Stored data entries:
------------

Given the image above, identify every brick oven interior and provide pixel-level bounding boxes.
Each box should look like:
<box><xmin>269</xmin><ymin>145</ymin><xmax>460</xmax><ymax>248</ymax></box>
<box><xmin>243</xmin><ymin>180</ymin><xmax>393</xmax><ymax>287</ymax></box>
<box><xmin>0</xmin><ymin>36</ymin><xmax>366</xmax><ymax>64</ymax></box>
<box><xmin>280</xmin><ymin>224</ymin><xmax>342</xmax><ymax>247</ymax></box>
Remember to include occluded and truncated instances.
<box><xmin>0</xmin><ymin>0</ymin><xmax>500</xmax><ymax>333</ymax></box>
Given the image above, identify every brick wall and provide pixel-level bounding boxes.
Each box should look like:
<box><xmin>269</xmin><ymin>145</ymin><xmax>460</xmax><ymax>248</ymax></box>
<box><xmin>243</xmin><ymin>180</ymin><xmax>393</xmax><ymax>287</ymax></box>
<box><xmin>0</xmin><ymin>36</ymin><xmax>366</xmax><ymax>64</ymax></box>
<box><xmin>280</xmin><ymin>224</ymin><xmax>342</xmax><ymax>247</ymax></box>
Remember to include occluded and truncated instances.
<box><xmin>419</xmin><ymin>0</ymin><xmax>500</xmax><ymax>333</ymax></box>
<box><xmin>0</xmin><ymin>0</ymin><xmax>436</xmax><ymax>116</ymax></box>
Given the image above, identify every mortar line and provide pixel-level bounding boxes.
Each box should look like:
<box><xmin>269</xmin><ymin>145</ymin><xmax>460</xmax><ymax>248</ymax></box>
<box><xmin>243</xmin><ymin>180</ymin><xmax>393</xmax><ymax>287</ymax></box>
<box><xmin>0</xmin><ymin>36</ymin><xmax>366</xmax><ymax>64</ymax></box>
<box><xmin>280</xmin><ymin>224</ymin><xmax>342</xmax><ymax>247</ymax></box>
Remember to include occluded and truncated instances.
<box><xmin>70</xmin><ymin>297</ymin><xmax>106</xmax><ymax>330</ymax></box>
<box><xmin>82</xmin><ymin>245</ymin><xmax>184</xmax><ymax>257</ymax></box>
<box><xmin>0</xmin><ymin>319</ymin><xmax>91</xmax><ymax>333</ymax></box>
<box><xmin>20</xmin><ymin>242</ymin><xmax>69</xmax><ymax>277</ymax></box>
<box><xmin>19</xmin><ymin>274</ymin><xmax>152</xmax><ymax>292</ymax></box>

------------

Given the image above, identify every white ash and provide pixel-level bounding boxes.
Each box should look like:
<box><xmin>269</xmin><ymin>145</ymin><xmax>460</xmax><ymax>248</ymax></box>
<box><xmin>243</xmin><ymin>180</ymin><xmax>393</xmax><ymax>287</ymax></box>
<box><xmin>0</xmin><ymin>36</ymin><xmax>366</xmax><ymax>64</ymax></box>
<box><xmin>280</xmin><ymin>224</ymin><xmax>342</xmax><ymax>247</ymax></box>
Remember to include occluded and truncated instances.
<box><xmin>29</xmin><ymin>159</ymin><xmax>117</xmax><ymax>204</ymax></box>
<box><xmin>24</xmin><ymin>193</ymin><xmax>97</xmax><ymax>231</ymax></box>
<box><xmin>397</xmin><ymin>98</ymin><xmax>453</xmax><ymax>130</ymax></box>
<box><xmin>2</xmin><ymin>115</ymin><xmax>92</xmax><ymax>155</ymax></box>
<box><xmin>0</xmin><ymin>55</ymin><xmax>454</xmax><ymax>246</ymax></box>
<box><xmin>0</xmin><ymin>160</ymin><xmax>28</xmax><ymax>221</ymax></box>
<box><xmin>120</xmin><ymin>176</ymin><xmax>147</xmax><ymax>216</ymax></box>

------------

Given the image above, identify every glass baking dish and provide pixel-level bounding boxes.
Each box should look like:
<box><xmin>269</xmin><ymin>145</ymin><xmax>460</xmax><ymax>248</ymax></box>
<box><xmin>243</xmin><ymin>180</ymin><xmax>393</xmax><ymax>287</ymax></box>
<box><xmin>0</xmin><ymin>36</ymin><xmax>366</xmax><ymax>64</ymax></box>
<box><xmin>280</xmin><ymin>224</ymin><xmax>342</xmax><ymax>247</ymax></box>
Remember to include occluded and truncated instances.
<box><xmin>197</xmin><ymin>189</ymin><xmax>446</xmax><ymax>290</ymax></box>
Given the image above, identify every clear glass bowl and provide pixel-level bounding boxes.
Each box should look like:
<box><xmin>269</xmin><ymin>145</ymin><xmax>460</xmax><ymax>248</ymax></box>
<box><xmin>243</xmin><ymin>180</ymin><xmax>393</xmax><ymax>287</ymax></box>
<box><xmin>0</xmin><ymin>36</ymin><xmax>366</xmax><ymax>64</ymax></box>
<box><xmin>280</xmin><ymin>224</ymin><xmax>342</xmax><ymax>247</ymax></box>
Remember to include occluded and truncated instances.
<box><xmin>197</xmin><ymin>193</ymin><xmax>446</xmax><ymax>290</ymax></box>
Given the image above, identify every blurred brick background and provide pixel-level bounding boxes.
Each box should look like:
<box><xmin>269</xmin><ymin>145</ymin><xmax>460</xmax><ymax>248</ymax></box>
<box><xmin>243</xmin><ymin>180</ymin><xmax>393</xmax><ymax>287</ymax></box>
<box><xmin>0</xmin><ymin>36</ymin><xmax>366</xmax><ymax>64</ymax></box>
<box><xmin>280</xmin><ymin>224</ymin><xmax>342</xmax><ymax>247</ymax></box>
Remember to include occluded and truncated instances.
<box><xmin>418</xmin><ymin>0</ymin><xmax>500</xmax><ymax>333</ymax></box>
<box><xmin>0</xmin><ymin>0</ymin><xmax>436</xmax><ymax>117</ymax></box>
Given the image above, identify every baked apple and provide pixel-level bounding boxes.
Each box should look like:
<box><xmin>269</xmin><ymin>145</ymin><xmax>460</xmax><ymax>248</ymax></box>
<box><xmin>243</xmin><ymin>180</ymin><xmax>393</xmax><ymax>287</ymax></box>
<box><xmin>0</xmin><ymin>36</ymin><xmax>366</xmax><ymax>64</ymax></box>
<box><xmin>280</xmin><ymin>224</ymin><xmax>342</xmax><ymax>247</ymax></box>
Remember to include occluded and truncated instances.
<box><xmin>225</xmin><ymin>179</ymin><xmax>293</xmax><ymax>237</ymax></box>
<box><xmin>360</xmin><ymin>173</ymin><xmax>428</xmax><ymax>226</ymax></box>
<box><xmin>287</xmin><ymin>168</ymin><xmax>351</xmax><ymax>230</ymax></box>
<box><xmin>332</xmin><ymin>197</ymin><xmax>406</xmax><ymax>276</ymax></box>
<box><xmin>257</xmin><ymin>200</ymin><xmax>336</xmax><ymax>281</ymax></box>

------------

WHAT TO WORK ON: Tally the lines in the listing that contain the string "brick", treating case as significant. Give only the number.

RESULT BELOW: 3